(PROBLEM TO SOLVE) From the line containing "TARGET = landscape lantern" to the end of the listing, write out every line exactly; leave out everything else.
_____
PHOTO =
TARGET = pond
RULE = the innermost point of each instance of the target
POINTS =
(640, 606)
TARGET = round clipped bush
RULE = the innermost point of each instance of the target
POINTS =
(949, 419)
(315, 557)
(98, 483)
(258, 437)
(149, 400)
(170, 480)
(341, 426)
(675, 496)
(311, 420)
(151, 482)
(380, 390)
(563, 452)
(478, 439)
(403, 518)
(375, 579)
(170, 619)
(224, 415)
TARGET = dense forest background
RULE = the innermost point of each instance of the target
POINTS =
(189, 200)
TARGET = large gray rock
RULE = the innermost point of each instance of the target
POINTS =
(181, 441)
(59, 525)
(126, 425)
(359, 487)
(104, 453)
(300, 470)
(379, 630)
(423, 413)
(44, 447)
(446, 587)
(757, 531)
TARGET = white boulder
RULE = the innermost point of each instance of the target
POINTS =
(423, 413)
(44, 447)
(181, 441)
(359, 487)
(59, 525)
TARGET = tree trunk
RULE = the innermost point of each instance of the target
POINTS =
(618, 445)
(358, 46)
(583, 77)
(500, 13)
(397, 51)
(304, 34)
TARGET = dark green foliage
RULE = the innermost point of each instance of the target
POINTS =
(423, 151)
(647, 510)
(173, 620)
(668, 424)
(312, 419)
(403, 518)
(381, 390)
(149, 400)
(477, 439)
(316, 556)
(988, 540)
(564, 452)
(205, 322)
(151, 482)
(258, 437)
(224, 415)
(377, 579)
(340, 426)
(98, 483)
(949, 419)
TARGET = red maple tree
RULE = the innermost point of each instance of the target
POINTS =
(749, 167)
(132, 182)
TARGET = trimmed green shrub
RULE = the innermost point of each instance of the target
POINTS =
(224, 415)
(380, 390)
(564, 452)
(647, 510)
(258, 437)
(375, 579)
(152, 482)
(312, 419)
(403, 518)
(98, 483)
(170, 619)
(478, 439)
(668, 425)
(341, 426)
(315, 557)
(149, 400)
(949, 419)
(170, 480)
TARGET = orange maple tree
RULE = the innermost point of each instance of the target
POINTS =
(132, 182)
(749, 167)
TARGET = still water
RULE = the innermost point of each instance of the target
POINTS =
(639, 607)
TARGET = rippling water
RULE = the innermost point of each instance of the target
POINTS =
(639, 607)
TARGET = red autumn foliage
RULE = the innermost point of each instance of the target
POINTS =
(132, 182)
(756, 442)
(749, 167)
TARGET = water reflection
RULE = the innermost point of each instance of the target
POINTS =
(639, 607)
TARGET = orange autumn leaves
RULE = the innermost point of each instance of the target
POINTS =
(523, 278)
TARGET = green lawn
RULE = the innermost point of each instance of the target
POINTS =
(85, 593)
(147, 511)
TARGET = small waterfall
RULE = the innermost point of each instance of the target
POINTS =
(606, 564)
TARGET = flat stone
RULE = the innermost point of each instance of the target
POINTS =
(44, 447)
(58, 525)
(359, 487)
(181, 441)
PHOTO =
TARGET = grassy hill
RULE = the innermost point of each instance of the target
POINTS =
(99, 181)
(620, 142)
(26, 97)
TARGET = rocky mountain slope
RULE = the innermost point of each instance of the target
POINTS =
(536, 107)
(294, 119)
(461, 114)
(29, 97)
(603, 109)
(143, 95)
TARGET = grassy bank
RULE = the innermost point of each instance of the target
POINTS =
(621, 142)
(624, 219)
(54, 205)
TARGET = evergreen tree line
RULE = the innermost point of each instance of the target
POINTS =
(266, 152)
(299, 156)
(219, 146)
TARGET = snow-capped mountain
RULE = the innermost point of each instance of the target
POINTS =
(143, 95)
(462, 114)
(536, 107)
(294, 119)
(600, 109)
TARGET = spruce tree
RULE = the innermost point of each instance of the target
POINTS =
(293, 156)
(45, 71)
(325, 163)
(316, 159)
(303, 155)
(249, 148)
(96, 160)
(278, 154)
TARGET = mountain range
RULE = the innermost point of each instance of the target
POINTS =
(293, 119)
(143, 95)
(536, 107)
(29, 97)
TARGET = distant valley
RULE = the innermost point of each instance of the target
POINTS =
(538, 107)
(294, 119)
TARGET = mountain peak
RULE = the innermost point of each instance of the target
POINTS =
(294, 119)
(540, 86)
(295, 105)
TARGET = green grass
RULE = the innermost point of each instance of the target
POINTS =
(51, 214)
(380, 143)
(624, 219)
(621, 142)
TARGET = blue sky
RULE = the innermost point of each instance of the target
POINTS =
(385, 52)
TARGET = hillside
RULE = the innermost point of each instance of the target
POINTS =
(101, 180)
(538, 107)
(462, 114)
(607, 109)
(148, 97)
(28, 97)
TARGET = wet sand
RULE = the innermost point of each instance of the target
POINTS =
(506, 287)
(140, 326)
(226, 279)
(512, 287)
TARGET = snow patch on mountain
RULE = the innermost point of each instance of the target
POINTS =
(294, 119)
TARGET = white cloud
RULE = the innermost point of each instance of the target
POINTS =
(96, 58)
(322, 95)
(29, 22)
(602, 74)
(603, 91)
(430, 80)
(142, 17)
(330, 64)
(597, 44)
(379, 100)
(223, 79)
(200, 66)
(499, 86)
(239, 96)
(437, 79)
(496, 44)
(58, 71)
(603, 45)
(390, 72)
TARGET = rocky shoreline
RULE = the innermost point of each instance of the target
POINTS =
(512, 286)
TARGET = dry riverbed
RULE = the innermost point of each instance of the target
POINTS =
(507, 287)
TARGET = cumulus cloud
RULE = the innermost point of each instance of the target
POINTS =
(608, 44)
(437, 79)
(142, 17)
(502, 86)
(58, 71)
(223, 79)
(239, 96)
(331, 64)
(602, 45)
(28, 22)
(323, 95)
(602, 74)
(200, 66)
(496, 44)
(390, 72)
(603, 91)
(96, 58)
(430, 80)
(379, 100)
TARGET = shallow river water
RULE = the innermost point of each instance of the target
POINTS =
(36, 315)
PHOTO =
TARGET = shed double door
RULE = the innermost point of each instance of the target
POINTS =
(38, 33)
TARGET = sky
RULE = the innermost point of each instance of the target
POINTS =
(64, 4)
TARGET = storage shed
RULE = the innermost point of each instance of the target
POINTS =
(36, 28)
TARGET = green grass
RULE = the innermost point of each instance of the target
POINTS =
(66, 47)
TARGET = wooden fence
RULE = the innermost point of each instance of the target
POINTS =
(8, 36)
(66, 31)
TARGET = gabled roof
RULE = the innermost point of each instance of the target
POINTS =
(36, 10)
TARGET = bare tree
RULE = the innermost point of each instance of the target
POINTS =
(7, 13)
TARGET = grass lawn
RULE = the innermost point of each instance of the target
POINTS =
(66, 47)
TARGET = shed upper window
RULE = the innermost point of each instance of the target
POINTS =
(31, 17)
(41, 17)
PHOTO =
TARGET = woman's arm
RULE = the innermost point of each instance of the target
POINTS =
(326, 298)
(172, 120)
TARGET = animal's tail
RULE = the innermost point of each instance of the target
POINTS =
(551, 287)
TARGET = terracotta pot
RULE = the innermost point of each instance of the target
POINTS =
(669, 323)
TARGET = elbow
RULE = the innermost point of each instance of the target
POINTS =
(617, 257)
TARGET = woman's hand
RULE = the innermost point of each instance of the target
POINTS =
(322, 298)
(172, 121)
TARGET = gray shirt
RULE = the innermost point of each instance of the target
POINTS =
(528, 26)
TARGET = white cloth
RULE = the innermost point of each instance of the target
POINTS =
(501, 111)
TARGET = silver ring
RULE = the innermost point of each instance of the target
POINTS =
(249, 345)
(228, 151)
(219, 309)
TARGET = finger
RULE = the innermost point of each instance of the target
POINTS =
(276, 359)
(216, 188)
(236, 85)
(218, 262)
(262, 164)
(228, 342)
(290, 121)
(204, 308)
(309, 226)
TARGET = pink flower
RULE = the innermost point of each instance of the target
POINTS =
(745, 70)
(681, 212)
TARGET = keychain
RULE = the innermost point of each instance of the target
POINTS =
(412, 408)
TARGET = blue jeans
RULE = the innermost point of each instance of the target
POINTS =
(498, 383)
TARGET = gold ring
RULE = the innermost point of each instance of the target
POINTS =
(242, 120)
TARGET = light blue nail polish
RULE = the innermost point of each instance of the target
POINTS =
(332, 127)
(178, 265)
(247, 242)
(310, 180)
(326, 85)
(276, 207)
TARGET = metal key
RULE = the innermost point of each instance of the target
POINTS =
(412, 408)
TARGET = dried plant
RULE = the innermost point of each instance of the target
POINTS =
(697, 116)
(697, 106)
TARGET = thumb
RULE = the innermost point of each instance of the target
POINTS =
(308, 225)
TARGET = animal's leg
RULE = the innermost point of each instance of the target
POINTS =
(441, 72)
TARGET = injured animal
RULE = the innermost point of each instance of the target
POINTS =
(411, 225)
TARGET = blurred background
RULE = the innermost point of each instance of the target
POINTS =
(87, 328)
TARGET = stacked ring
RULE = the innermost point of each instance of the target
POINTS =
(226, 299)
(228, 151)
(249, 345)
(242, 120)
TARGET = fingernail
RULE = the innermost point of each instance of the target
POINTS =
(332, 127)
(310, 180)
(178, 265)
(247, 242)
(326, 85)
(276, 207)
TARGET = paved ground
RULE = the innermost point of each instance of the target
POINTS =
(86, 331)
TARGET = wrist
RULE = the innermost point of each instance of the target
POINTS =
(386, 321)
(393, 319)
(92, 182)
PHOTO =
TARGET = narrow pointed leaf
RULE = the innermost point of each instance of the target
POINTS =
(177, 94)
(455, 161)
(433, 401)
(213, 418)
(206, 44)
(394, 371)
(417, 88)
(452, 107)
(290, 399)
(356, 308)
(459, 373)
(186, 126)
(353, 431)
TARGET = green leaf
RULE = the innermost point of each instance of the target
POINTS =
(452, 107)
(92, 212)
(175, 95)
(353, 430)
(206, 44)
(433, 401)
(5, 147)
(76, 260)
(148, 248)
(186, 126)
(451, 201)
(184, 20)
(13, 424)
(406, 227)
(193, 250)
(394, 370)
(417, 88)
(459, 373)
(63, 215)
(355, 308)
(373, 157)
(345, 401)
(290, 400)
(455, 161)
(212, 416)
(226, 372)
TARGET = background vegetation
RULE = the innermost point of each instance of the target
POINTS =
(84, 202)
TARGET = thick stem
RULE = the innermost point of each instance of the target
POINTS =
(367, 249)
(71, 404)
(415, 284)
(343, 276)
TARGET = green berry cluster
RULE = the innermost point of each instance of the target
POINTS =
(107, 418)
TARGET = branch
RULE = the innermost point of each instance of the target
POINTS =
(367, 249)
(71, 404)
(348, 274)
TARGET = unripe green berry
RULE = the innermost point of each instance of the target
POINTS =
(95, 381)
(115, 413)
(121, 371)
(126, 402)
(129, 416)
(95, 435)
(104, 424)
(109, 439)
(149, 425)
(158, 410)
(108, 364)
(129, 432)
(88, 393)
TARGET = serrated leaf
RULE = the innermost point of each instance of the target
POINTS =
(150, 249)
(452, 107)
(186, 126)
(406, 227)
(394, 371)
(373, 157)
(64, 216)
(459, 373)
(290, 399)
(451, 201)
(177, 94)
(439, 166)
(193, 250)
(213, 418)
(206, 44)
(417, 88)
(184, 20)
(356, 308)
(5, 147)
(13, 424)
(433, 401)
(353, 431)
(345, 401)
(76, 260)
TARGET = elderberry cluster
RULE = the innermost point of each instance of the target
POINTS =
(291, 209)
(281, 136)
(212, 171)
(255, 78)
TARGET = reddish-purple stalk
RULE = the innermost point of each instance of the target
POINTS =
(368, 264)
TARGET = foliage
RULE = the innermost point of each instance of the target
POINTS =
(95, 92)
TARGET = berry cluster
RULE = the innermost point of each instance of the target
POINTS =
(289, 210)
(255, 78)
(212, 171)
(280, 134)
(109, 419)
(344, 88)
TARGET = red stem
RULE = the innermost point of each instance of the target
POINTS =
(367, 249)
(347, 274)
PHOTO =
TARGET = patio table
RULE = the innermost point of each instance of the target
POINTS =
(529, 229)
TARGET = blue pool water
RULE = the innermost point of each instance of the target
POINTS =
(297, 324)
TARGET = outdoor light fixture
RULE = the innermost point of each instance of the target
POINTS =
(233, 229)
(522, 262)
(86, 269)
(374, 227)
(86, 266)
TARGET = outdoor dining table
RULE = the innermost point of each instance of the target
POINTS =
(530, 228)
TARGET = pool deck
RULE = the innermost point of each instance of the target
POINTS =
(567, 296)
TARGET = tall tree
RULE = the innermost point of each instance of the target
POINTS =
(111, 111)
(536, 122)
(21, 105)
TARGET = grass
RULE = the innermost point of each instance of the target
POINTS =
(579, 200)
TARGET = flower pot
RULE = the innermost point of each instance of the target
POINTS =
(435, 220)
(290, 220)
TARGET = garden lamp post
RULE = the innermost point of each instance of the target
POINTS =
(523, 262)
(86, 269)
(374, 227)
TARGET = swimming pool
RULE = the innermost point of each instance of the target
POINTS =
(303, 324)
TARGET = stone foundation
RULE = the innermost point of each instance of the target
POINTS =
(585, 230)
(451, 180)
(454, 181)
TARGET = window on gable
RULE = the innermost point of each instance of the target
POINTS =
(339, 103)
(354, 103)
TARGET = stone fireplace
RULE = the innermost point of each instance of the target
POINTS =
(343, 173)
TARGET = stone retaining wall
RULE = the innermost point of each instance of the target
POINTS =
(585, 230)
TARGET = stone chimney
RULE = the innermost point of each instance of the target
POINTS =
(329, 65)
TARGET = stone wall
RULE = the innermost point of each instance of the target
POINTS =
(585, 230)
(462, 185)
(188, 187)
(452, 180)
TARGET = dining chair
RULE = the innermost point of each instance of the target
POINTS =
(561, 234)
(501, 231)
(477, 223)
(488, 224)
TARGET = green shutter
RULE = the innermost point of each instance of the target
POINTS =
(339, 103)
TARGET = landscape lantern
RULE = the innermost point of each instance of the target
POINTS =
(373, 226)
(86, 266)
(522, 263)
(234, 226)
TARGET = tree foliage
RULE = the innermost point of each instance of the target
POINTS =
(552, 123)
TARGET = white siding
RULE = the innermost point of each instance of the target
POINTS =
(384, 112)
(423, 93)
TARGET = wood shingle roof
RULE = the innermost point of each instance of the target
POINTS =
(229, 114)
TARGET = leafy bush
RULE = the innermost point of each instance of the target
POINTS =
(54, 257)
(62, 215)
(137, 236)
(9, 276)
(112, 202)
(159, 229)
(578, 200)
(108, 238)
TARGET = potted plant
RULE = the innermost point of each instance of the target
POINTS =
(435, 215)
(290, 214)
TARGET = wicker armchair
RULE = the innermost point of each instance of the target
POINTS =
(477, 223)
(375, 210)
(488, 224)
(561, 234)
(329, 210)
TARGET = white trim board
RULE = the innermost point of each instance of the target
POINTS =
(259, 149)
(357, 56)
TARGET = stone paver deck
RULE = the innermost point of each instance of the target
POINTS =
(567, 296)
_____
(EXPECTED ANSWER)
TARGET = landscape lantern
RULE = the innermost point of each instance of the target
POINTS =
(373, 226)
(86, 266)
(522, 263)
(234, 226)
TARGET = tree foliage
RULE = the innermost point of each instance of the target
POINTS =
(552, 123)
TARGET = white siding
RULE = the innermost point of each instance of the target
POINTS =
(384, 112)
(423, 93)
TARGET = wood shingle roof
RULE = the innermost point of each instance of the target
POINTS =
(229, 114)
TARGET = leafy bush
RULE = the innermost point of each instance of the target
POINTS =
(54, 257)
(62, 215)
(137, 236)
(9, 276)
(112, 202)
(159, 229)
(578, 200)
(108, 238)
TARGET = potted plant
RULE = the innermost point of each instance of the target
POINTS =
(435, 215)
(290, 214)
TARGET = wicker armchair
RULE = the innermost point of each instance of the target
POINTS =
(477, 223)
(375, 210)
(488, 224)
(561, 234)
(329, 210)
TARGET = white trim board
RULE = the innermost point of each instance of the target
POINTS =
(259, 149)
(357, 56)
TARGET = stone paver deck
RULE = the innermost point of each instance of the target
POINTS =
(567, 296)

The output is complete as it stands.